#### Task to complete
Restate every entry word for word.

Data listing:
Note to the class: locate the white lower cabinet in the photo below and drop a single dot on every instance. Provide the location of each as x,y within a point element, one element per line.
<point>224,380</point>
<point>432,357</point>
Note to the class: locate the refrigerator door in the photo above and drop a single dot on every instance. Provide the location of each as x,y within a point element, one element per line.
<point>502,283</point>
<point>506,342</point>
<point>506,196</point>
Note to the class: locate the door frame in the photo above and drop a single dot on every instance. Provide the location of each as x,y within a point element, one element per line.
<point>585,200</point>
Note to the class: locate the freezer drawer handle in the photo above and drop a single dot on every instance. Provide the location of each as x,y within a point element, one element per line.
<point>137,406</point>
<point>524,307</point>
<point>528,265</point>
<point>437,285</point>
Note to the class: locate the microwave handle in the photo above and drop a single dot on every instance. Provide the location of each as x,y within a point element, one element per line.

#### Answer below
Note to the class: locate the white lower cabinet in the photo below and drop a single dot on every instance. Provide the location of each as x,y within a point element, one element per line.
<point>224,380</point>
<point>432,357</point>
Note to the class: locate the refrigerator door in the photo above and drop a single dot on every instance. Provide the location of each as x,y within a point element, one element per line.
<point>502,283</point>
<point>506,342</point>
<point>506,196</point>
Note to the class: locate the door frame in the photo above and drop a single dot on every instance. Provide the location of each as x,y within a point element, one element per line.
<point>585,200</point>
Note to the class: locate the freezer drawer handle in the photo above and drop a single dot on every instance. Provide the location of each as x,y within a point element, one element per line.
<point>137,406</point>
<point>524,307</point>
<point>528,265</point>
<point>437,285</point>
Note to the class: locate the microwave handle in the photo above and drop a single dot on every instance. Provide the location of each as x,y within a point element, one element per line.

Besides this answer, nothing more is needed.